ЗАДАНИЕ: Прочитайте приведённый ниже фрагмент о Долли. Перечислите все детали, которые цитата из романа в конце фрагмента сообщает об одежде, волосах, лице и глазах Дарьи Александровны.

ФРАГМЕНТ ДОКУМЕНТА:
Идеализация образа матери, жертвующей собой ради детей и сохранения семьи, очень хорошо укладывается в общую структуру традиционных патриархальных ценностей. В традиционной культуре в целом, и в православной культуре в частности, женщина занимает подчиненное положение в семье,  она должна служить мужу. В послании апостола Павла к коринфянам говорится: «ибо не муж от жены, а жена от мужа; и не муж создан для жены, а жена для мужа» (1 Кор. 11, 5, 7-9).  Отношение Долли к мужу полностью соответствуют этому представлению. 

Образ Долли представляет интерес как отражение распространенного мнения о продуктивности женской жертвенности по отношению к семье, и, продуктивности жертвенной позиции в целом, по отношению к чему бы то ни было. 

 

Что известно о Долли?

Роман Л.Н. Толстого «Анна Каренина» начинается с описания той самой семьи, которая «несчастлива по-своему».  Долли, княгиня Дарья Александровна Облонская,  сестра прелестной Кити Щербацкой.  Левин, первый раз направляясь свататься к Кити, вспоминает, что  был по очереди  влюблен во всех  сестер Щербацких, и собирался даже делать предложение этой самой Долли, но ту уже выдали замуж. В романе она  уже  мать семерых детей (из которых двое умерли), усталая, худая,  рано постаревшая женщина. Дарья Александровна  впервые показана Толстым в момент, когда  она переживает недавно обнаруженный факт измены мужа,  и не может  решить  что делать дальше.  «Дарья Александровна, в кофточке и с пришпиленными на затылке косами уже редких, когда-то густых и прекрасных волоса с  осунувшимся,  худым  лицом  и большими, выдававшимися от худобы лица, испуганными  глазами,  стояла  среди разбросанных по комнате вещей пред  открытою  шифоньеркой,  из  которой  она выбирала что-то.» (Толстой, 1981: 16).

СОХРАНЁННЫЕ ДАННЫЕ:

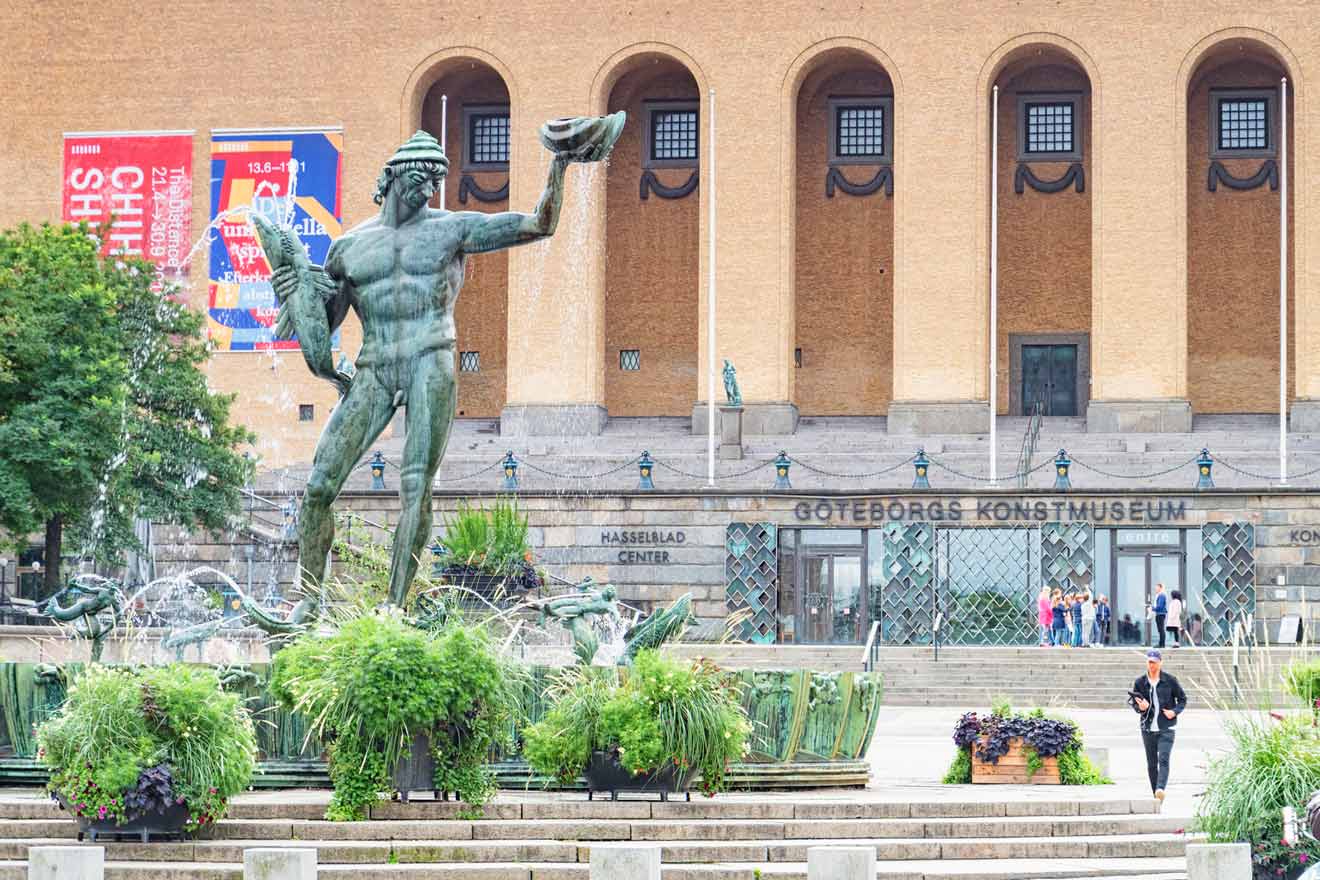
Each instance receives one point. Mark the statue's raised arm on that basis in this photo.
(584, 139)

ОБРАЗЕЦ ОТВЕТА:
- Одета в кофточку.
- Косы пришпилены на затылке.
- Волосы уже редкие, когда-то густые и прекрасные.
- Лицо осунувшееся, худое.
- Глаза большие, испуганные, выдававшиеся от худобы лица.